--- begin ---
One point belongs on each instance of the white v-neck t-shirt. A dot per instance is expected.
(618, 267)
--- end ---
--- begin ---
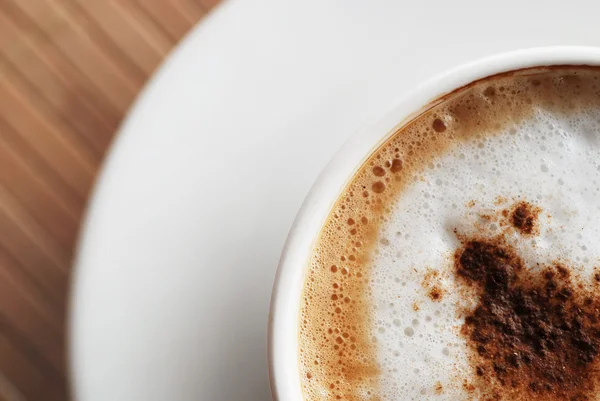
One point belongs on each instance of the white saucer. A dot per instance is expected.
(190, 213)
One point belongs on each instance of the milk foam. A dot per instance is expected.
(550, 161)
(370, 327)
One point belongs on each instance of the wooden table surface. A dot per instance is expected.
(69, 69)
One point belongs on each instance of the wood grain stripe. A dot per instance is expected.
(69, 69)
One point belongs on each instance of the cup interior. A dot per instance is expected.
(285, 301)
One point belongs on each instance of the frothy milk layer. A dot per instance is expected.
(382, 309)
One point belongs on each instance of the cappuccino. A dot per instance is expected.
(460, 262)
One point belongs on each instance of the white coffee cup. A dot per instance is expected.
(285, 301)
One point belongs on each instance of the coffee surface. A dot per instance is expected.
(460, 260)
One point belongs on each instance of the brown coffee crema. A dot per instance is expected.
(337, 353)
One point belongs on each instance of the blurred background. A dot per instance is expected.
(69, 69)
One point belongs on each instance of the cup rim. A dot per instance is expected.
--- end ---
▶ _TASK DETAILS_: Can you repeat, word for word, the material from the line containing "One point belongs on each instance of the frothy" through the line containing "One point belongs on each instance of the cup rim.", including both of those lines?

▶ _ANSWER TO THIS TASK_:
One point belongs on each instance of the frothy milk layer. A dot per instance is expected.
(382, 309)
One point belongs on each instance of the cappuccino. A dot per instance is expected.
(460, 262)
One point belongs on each instance of the white coffee cup. A dot per instance is expected.
(285, 301)
One point belongs on each instance of the coffee surface. A dot per instance is expected.
(460, 260)
One point belongs on each instance of the brown coffee crema. A dot per instance is expected.
(337, 353)
One point belongs on each instance of the blurred background. A dot per instance is expected.
(69, 69)
One point belongs on each instance of the cup rim. A dot per instance is expected.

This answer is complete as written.